*原文摘录*
□ □ □ □ □
原理可以参看:白马负金羁的《导向滤波(Guided Filter)的解析与实现》 ,写得很清晰透彻
我实现的效果如下
原图(894*1080,由于笔记本屏幕不够大,截图有截断)
单通道的导向滤波
1.CPU 版的 Guided Filter 和 Fast Guided Filter (缩放倍数为 2,何凯明大神加了一个 resize 就成了新算法,大神就是大神!) 的耗时(循环 100 次取平均):
2.基于 OpenCV CUDA 编译库实现的 Guided Filter (实现了多流覆盖)的耗时
可见 OpenCV 实现的 CUDA 函数其实性能也是有很大优化空间的。由于 GPU 开辟设备内存相当耗时,一般 GPU 内存是重用的(比如视频流),上图的时间是 Guided Filter 循环 100 次计算的平均值。
3. CUDA 加速的 Guided Filter 耗时:
同上,所以内存开辟的时间只记录一次,Guided Filter 是循环 100 次计算的平均值。可见设备内存开辟的时间还是很多的,所以如果只处理少量图片,GPU 并不占优势,适合采用 CPU 版的 Fast Guided Filter 。
如果引导图像和原图是同一张图的话,还可以尽一步减少计算时间,避免重复计算。
部分代码如下:
int main()
{
if (cuda::getCudaEnabledDeviceCount() == 0)
{
cerr << "此OpenCV编译的时候没有启用CUDA模块" << endl;
return -1;
}
cv::Mat srcI = cv::imread("./lady.jpg", 0);
cv::Mat srcP = cv::imread("./lady.jpg", 0);
const int cols = 1080.f / srcI.rows * srcI.cols;
const int rows = 1080;
cv::Mat origI, origP;
cv::resize(srcI, origI, cv::Size(cols, rows));
cv::resize(srcP, origP, cv::Size(cols, rows));
Timer t;
cudaStream_t stream[5];
for (int i = 0; i < 5; ++i)
□ □ □ □ □
*书面任务*
1. 按照导向滤波原文的说法,如果只处理少量图片,适合采用哪个版本?
2. 改写导向滤波原文中从包含“原理可以参看:白马负金羁的《导向滤波(Guided Filter)的解析与实现》 ,写得很清晰透彻”的词语开始、到“Filter 循环 100 次计算的平均值。”结束的部分,把其中的“导向滤波”全部替换为“引导滤波”。
□ □ □ □ □
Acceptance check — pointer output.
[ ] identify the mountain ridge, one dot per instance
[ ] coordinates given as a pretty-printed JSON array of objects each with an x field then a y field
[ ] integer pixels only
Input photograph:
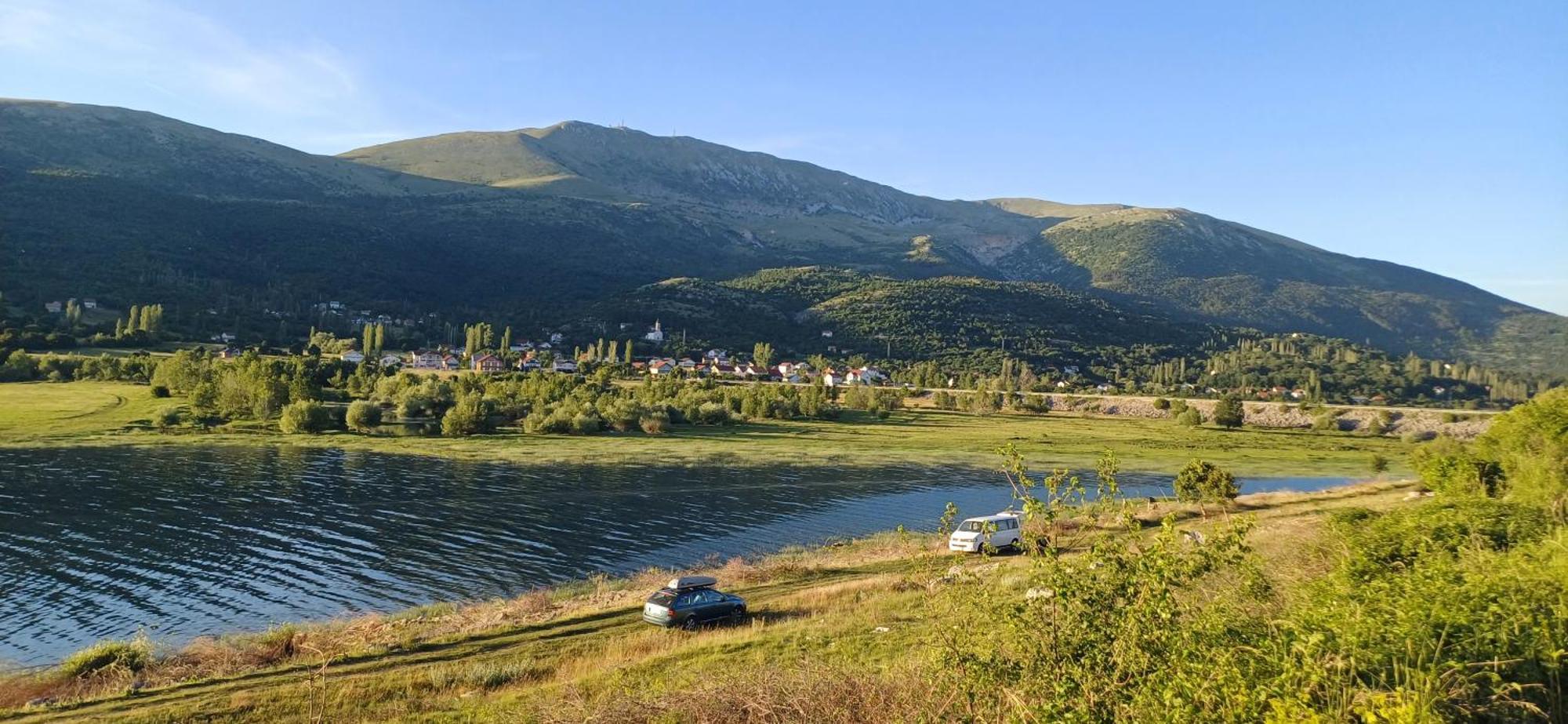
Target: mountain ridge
[{"x": 546, "y": 221}]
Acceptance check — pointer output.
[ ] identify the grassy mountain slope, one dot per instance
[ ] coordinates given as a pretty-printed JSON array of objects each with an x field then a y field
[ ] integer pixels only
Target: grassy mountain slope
[
  {"x": 539, "y": 224},
  {"x": 913, "y": 317},
  {"x": 1247, "y": 276}
]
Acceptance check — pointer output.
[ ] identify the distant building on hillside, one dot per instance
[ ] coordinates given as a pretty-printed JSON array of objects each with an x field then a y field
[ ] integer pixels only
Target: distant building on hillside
[{"x": 488, "y": 364}]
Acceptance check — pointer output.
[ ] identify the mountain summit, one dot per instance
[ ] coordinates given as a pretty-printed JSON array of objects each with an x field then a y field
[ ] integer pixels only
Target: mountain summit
[{"x": 557, "y": 220}]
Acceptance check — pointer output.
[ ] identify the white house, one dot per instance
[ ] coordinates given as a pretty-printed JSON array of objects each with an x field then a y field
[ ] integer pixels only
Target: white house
[{"x": 426, "y": 359}]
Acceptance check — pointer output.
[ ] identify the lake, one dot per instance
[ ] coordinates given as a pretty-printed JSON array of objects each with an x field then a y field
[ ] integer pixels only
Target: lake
[{"x": 181, "y": 541}]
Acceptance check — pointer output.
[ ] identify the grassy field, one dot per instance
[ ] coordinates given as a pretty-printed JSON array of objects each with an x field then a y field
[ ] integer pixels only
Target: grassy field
[
  {"x": 118, "y": 414},
  {"x": 837, "y": 634}
]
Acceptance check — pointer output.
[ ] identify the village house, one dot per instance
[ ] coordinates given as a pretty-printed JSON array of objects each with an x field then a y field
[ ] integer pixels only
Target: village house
[
  {"x": 490, "y": 364},
  {"x": 865, "y": 375},
  {"x": 426, "y": 359}
]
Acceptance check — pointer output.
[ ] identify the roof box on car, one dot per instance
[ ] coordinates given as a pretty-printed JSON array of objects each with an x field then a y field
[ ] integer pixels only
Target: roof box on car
[{"x": 692, "y": 582}]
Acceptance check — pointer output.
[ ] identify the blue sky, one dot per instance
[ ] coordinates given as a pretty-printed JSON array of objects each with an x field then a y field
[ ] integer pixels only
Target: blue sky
[{"x": 1426, "y": 133}]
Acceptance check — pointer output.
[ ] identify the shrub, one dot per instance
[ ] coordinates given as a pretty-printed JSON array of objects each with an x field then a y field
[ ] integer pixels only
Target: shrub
[
  {"x": 586, "y": 424},
  {"x": 1531, "y": 446},
  {"x": 169, "y": 417},
  {"x": 1377, "y": 464},
  {"x": 131, "y": 656},
  {"x": 713, "y": 414},
  {"x": 1205, "y": 482},
  {"x": 1450, "y": 468},
  {"x": 1398, "y": 540},
  {"x": 466, "y": 417},
  {"x": 303, "y": 417},
  {"x": 655, "y": 424},
  {"x": 1229, "y": 413},
  {"x": 945, "y": 400},
  {"x": 363, "y": 416}
]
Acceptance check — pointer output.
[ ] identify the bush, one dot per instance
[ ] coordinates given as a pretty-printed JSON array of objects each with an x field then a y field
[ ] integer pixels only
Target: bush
[
  {"x": 586, "y": 424},
  {"x": 1531, "y": 446},
  {"x": 1205, "y": 482},
  {"x": 655, "y": 424},
  {"x": 1450, "y": 468},
  {"x": 1377, "y": 464},
  {"x": 305, "y": 417},
  {"x": 363, "y": 416},
  {"x": 466, "y": 417},
  {"x": 131, "y": 656},
  {"x": 1395, "y": 541},
  {"x": 713, "y": 414},
  {"x": 169, "y": 417},
  {"x": 1229, "y": 413}
]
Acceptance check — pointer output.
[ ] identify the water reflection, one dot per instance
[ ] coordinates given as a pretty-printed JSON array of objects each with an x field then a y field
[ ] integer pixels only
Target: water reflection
[{"x": 186, "y": 541}]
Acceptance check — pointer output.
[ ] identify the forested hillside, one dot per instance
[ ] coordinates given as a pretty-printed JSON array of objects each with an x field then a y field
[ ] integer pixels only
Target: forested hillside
[{"x": 568, "y": 224}]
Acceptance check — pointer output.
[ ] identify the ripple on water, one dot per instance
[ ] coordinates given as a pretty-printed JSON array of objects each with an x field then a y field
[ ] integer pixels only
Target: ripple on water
[{"x": 189, "y": 541}]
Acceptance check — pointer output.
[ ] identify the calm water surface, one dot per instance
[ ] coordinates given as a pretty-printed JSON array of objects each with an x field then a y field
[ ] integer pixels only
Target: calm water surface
[{"x": 189, "y": 541}]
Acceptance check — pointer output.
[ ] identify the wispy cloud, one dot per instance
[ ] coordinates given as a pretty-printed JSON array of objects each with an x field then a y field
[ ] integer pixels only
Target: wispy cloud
[{"x": 189, "y": 58}]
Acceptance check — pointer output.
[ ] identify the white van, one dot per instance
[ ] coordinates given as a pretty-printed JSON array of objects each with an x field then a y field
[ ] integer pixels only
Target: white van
[{"x": 1003, "y": 530}]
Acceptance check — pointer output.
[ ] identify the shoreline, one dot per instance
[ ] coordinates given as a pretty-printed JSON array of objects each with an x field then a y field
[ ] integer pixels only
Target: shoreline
[{"x": 600, "y": 602}]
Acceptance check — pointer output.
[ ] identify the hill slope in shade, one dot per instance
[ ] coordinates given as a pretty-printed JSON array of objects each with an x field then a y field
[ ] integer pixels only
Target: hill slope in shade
[{"x": 546, "y": 223}]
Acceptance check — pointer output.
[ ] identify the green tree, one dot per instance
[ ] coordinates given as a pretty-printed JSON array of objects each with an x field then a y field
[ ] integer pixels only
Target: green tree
[
  {"x": 466, "y": 417},
  {"x": 1531, "y": 446},
  {"x": 763, "y": 355},
  {"x": 363, "y": 416},
  {"x": 1229, "y": 413},
  {"x": 1203, "y": 482},
  {"x": 305, "y": 417}
]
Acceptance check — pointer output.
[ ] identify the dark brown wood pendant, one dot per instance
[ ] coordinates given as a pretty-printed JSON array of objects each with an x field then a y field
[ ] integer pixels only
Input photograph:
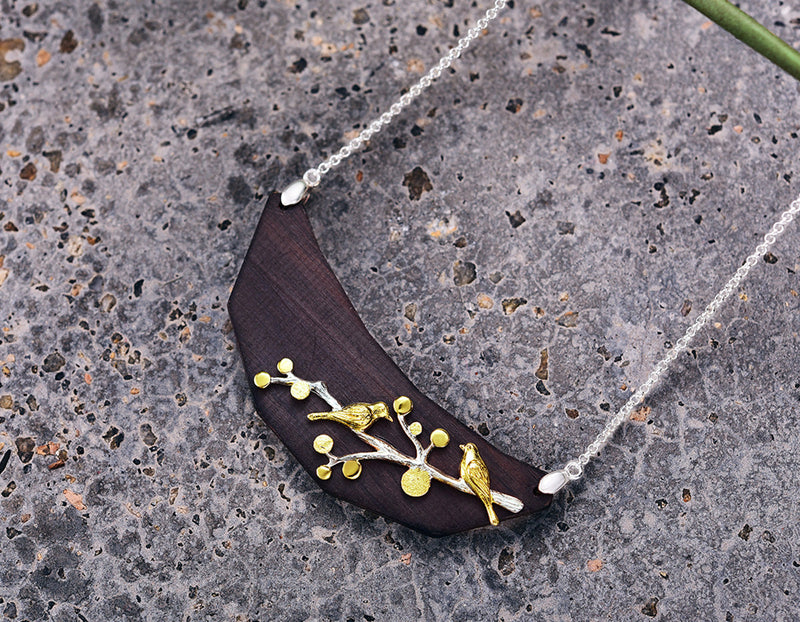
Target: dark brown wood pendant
[{"x": 287, "y": 303}]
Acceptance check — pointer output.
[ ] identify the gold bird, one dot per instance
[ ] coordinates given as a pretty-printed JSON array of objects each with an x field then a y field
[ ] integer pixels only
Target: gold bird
[
  {"x": 476, "y": 475},
  {"x": 357, "y": 416}
]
□ □ □ □ □
*完整答案*
1. 适合采用 CPU 版的 Fast Guided Filter。

2.
原理可以参看:白马负金羁的《引导滤波(Guided Filter)的解析与实现》 ,写得很清晰透彻
我实现的效果如下
原图(894*1080,由于笔记本屏幕不够大,截图有截断)
单通道的引导滤波
1.CPU 版的 Guided Filter 和 Fast Guided Filter (缩放倍数为 2,何凯明大神加了一个 resize 就成了新算法,大神就是大神!) 的耗时(循环 100 次取平均):
2.基于 OpenCV CUDA 编译库实现的 Guided Filter (实现了多流覆盖)的耗时
可见 OpenCV 实现的 CUDA 函数其实性能也是有很大优化空间的。由于 GPU 开辟设备内存相当耗时,一般 GPU 内存是重用的(比如视频流),上图的时间是 Guided Filter 循环 100 次计算的平均值。